:: Your instructions ::
Rewrite the lines, starting at the line that has "instance of weathered" and stopping after the line that has "111, 231, 439, 420", with "spruce tree" switched to "pine tree" and nothing else changed. Leave out the pictures.

:: Records shown ::
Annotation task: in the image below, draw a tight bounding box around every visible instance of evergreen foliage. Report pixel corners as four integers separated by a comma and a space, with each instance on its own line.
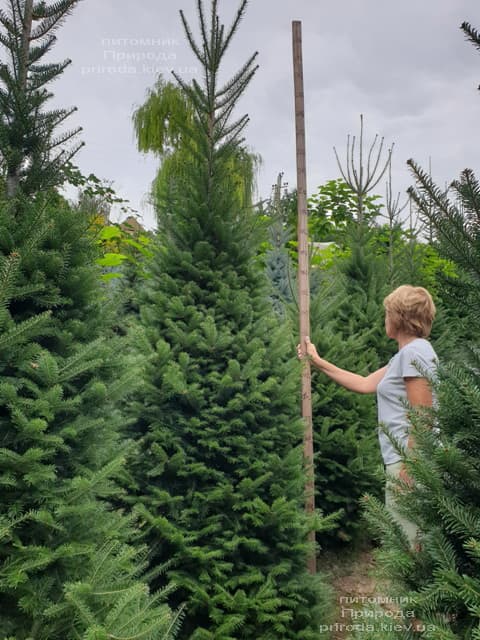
0, 192, 181, 640
0, 0, 82, 197
310, 225, 394, 544
130, 0, 336, 640
0, 0, 182, 640
133, 77, 261, 221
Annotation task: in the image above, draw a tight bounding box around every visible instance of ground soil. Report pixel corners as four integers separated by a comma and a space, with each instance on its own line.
318, 548, 388, 640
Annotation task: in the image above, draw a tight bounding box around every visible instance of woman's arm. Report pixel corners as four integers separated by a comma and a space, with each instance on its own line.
404, 378, 432, 449
297, 337, 387, 393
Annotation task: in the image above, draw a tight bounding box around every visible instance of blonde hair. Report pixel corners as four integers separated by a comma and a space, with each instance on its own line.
383, 284, 436, 338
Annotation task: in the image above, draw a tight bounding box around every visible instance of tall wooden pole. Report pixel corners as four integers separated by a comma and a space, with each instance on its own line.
292, 20, 317, 574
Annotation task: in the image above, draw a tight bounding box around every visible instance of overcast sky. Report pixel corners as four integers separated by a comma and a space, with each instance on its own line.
40, 0, 480, 228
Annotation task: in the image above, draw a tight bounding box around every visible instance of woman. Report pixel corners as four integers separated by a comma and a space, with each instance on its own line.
297, 285, 438, 546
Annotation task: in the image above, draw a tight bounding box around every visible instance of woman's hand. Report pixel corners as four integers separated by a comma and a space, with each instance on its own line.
398, 463, 413, 489
297, 336, 319, 360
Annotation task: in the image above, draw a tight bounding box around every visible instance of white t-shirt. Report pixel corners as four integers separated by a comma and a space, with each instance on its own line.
377, 338, 438, 465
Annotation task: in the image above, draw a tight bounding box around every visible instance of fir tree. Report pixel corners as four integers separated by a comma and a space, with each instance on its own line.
131, 0, 336, 640
310, 225, 394, 543
0, 0, 181, 640
0, 0, 81, 197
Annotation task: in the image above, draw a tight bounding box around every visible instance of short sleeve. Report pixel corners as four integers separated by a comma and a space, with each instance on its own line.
400, 348, 436, 378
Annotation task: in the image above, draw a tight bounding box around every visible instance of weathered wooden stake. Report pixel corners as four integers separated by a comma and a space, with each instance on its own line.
292, 20, 317, 574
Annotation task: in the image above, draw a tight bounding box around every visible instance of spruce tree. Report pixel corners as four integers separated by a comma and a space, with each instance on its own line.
0, 0, 82, 197
0, 0, 180, 640
131, 0, 334, 640
310, 223, 394, 544
366, 24, 480, 640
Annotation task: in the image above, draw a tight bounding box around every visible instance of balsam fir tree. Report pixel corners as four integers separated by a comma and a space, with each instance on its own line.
0, 0, 180, 640
366, 24, 480, 640
131, 0, 336, 640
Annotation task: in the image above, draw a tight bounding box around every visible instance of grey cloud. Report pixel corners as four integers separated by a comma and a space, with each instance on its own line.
31, 0, 480, 226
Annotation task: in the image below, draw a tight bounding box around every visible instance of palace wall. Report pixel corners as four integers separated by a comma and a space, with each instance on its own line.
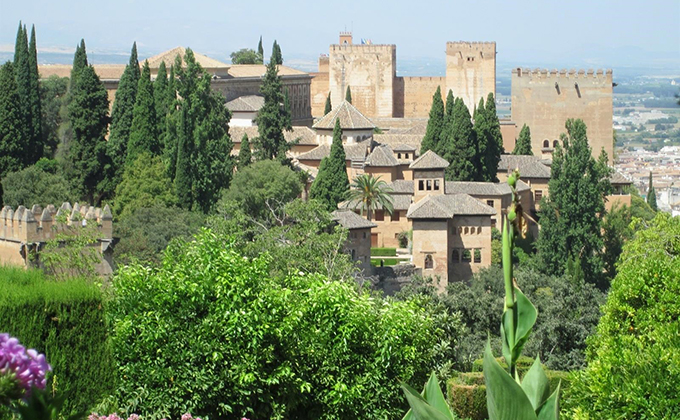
512, 68, 614, 162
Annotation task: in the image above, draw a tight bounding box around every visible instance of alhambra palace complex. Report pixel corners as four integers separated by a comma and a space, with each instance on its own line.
6, 32, 630, 289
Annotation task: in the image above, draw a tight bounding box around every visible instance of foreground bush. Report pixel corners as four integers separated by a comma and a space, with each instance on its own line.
0, 267, 114, 413
570, 213, 680, 420
111, 231, 439, 420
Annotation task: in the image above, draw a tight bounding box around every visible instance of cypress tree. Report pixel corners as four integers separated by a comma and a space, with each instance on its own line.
127, 61, 161, 165
512, 124, 534, 156
0, 61, 28, 177
238, 133, 253, 170
269, 40, 283, 65
108, 42, 140, 185
420, 86, 444, 155
67, 62, 109, 204
323, 92, 333, 115
14, 22, 32, 166
647, 171, 659, 211
253, 55, 290, 162
28, 25, 45, 164
153, 61, 168, 140
437, 98, 478, 181
309, 119, 349, 211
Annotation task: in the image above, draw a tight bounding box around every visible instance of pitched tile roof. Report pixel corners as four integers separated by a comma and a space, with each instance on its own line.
332, 209, 378, 229
406, 194, 496, 219
409, 150, 449, 169
312, 101, 375, 130
498, 155, 550, 178
366, 146, 399, 166
224, 95, 264, 112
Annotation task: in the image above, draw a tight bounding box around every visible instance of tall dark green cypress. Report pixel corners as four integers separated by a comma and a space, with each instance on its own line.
420, 86, 444, 155
28, 25, 45, 164
66, 60, 109, 204
512, 124, 534, 155
153, 61, 168, 141
108, 42, 140, 185
323, 92, 333, 115
127, 61, 161, 165
0, 61, 28, 177
309, 119, 349, 211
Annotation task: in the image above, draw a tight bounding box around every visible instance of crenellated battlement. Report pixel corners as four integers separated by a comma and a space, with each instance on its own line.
0, 203, 113, 244
512, 67, 612, 81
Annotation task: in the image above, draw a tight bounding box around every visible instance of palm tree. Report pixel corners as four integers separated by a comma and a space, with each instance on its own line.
348, 174, 394, 220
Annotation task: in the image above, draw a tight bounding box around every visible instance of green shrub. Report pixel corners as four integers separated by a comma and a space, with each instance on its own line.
567, 213, 680, 420
371, 248, 397, 257
110, 231, 441, 420
0, 267, 114, 413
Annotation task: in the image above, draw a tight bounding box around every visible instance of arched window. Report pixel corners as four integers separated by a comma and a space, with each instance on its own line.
425, 254, 434, 269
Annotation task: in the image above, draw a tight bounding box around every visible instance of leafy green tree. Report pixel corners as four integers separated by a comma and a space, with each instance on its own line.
0, 61, 28, 176
647, 171, 659, 211
153, 61, 170, 139
436, 98, 479, 181
348, 174, 394, 220
512, 124, 534, 156
113, 202, 205, 267
107, 42, 141, 186
253, 55, 291, 162
309, 119, 349, 211
113, 152, 177, 218
66, 59, 109, 204
2, 164, 74, 208
565, 212, 680, 420
231, 48, 262, 64
127, 61, 161, 165
269, 40, 283, 66
536, 119, 611, 289
238, 133, 253, 170
40, 75, 69, 157
420, 86, 444, 155
109, 230, 439, 420
323, 92, 333, 115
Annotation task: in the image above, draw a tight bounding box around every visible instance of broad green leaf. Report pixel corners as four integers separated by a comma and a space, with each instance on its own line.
538, 381, 562, 420
522, 357, 550, 410
401, 384, 453, 420
484, 341, 537, 420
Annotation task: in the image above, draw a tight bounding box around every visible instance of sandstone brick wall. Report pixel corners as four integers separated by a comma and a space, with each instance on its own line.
394, 77, 447, 118
512, 68, 614, 162
329, 45, 396, 117
446, 41, 496, 113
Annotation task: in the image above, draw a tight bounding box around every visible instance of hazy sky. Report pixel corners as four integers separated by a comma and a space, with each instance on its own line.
0, 0, 680, 72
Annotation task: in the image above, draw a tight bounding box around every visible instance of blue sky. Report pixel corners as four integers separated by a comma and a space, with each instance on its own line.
0, 0, 680, 73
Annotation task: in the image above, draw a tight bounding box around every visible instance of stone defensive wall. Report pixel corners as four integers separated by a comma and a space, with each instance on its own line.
394, 76, 447, 118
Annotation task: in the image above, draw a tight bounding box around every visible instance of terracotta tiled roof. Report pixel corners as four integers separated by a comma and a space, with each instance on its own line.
409, 150, 449, 169
147, 47, 229, 69
498, 155, 550, 178
333, 209, 378, 229
313, 101, 375, 130
406, 194, 496, 219
224, 95, 264, 112
366, 146, 399, 166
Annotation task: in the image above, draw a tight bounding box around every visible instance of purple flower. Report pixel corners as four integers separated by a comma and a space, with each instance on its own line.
0, 333, 52, 395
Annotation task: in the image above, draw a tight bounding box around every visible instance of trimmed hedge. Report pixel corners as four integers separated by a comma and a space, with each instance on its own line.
446, 368, 572, 420
371, 248, 397, 257
0, 267, 115, 414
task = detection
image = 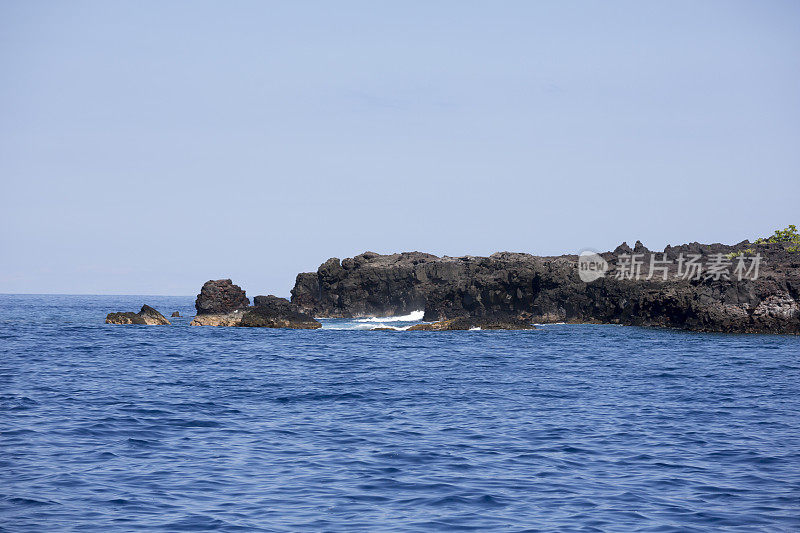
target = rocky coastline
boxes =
[291,241,800,334]
[106,305,170,326]
[106,232,800,334]
[189,279,322,329]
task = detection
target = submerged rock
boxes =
[189,286,322,329]
[194,279,250,315]
[106,305,170,326]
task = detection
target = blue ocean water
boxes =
[0,295,800,532]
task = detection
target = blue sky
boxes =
[0,1,800,295]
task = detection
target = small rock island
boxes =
[106,305,170,326]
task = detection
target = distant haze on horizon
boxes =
[0,1,800,296]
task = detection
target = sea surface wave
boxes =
[0,295,800,532]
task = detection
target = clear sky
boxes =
[0,0,800,296]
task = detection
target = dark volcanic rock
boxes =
[407,317,536,331]
[194,279,250,315]
[190,280,322,329]
[292,241,800,333]
[238,294,322,329]
[106,305,170,326]
[237,296,322,329]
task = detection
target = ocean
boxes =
[0,295,800,532]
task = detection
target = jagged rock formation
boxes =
[194,279,250,315]
[189,286,322,329]
[106,305,170,326]
[292,241,800,333]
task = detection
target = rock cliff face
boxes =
[190,279,322,329]
[194,279,250,315]
[106,305,170,326]
[292,241,800,333]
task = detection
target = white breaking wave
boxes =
[355,311,425,323]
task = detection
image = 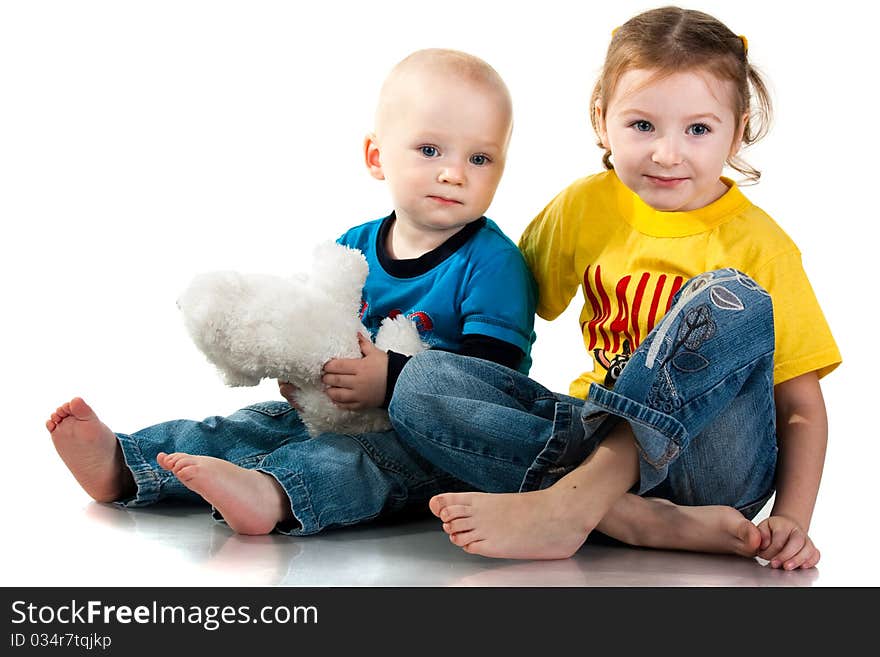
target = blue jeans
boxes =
[389,269,776,519]
[116,401,463,535]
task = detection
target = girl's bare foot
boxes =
[598,494,761,557]
[156,452,293,535]
[46,397,136,502]
[428,489,592,559]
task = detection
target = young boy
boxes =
[46,50,536,535]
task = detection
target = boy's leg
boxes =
[47,399,462,534]
[388,351,592,493]
[255,431,466,536]
[392,270,775,556]
[116,401,309,506]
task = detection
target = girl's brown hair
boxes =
[590,7,772,182]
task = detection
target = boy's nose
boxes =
[437,164,464,185]
[651,137,683,167]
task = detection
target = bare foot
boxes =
[428,489,592,559]
[428,422,639,559]
[156,452,293,535]
[598,494,761,557]
[46,397,136,502]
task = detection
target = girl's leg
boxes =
[582,269,776,510]
[391,270,775,557]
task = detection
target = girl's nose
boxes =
[651,136,683,167]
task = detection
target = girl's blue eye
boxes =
[688,123,712,137]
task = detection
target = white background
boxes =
[0,0,880,585]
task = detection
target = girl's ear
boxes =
[729,112,749,157]
[364,132,385,180]
[593,100,611,151]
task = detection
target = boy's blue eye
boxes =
[688,123,712,137]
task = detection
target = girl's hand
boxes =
[758,516,821,570]
[278,381,302,411]
[321,333,388,411]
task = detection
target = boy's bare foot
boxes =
[598,494,761,557]
[46,397,136,502]
[156,452,293,535]
[428,489,592,559]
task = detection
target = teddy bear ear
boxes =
[312,242,369,312]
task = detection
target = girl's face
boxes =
[597,69,746,212]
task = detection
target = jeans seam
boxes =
[398,420,528,464]
[672,349,773,417]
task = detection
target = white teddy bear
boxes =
[177,242,426,436]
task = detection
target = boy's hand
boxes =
[278,380,302,411]
[758,516,820,570]
[321,333,388,411]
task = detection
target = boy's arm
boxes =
[758,372,828,570]
[324,335,525,410]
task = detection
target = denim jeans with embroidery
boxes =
[116,401,463,535]
[389,269,776,519]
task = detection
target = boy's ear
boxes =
[364,132,385,180]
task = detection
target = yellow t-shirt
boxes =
[520,171,841,398]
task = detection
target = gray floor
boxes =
[3,490,822,586]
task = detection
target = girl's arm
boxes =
[758,372,828,570]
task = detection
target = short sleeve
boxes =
[461,249,537,354]
[519,191,580,321]
[754,250,841,384]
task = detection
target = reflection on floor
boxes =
[3,495,819,587]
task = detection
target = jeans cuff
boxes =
[519,402,599,492]
[114,433,165,507]
[253,466,322,536]
[581,384,688,495]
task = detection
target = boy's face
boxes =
[366,74,511,235]
[600,69,745,211]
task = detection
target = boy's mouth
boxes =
[428,195,464,205]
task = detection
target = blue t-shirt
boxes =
[337,214,537,374]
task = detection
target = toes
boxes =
[65,397,95,420]
[439,504,473,522]
[428,493,471,520]
[737,520,761,556]
[449,532,478,549]
[443,518,476,534]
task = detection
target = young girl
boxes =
[390,7,840,570]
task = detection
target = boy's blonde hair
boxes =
[590,7,772,182]
[376,48,513,136]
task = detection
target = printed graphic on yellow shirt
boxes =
[581,265,685,388]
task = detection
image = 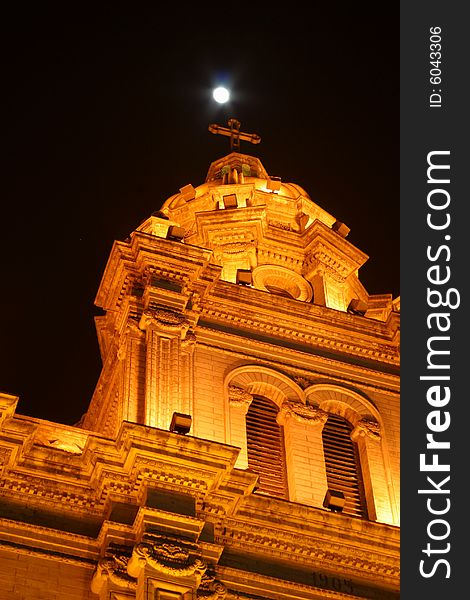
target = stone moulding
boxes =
[278,402,328,425]
[218,518,400,585]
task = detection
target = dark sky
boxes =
[0,2,399,424]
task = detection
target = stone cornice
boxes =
[198,336,400,396]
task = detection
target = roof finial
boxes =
[209,119,261,152]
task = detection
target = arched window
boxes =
[246,396,288,498]
[322,414,367,518]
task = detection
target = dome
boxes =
[139,152,382,311]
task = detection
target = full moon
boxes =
[212,87,230,104]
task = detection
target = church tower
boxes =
[0,120,399,600]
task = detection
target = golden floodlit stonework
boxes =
[0,145,400,600]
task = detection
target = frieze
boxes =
[202,307,398,364]
[278,401,328,426]
[217,519,400,579]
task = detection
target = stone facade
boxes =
[0,152,400,600]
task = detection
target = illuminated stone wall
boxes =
[0,153,400,600]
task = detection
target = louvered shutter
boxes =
[322,415,367,518]
[246,396,288,498]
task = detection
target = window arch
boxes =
[322,414,368,519]
[246,396,288,498]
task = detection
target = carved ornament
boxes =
[351,419,381,441]
[196,570,227,600]
[139,308,189,332]
[91,550,137,594]
[278,401,328,425]
[127,535,207,581]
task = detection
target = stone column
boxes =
[277,401,328,507]
[139,309,189,429]
[228,385,253,469]
[351,419,393,523]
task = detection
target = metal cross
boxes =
[209,119,261,152]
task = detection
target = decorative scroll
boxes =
[91,549,137,594]
[278,401,328,425]
[140,308,189,332]
[196,570,227,600]
[127,535,207,580]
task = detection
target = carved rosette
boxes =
[127,536,207,585]
[139,308,189,339]
[277,401,328,427]
[91,550,137,594]
[228,385,253,412]
[351,419,381,442]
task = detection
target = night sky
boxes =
[0,2,400,424]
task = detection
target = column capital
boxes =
[277,400,328,427]
[228,385,253,412]
[351,419,381,442]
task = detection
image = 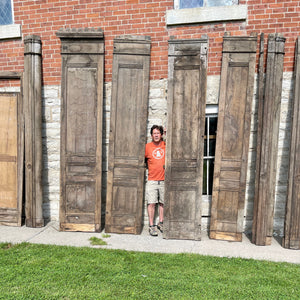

:: Response ::
Annotation task: in the image above, draw a tight bounding box around every visible instance of weathered wooden stake. Report pixel corners as four integers separated by a comma and a space, with each instance on its own line.
292, 20, 317, 574
Annotation task: in the image above, draw a tight bounding box around every visible instance of pine tree. Report pixel corners as four integers separated by a comma and a space, with each instance on its own line.
0, 0, 82, 197
0, 0, 180, 640
131, 0, 334, 640
310, 223, 394, 544
366, 24, 480, 640
Annotation task: in the image above, draw a tight bounding box around every visible instance of balsam fir tree. Report pixel corners as four integers separated by a comma and a space, with each instance on its own line.
0, 0, 180, 640
366, 24, 480, 640
131, 0, 336, 640
Annotation task: in the image above, draw a tight bounding box around every visible instance of grey cloud. Report pixel corners as four integers separated by a comma and a space, with each instance on its own line.
31, 0, 480, 226
Annotation task: in the image below, draw a tight bounding box around every visible instance of palace wall. Report pixel corners as four integers separated by a comma and a space, with each instance on its own line.
512, 68, 614, 162
Annotation task: in the image above, draw a tight bounding box around every visible instance of alhambra palace complex. Report pixel corners as four integers separated by a comma and a space, with each instance on its own line.
6, 32, 630, 289
Annotation task: in the image above, draw a tight bounding box around every visible instance of foreground bush. Report pixel corners as four integers separated by a comma and a space, with each instance on its own line.
0, 267, 114, 413
570, 213, 680, 420
111, 231, 439, 420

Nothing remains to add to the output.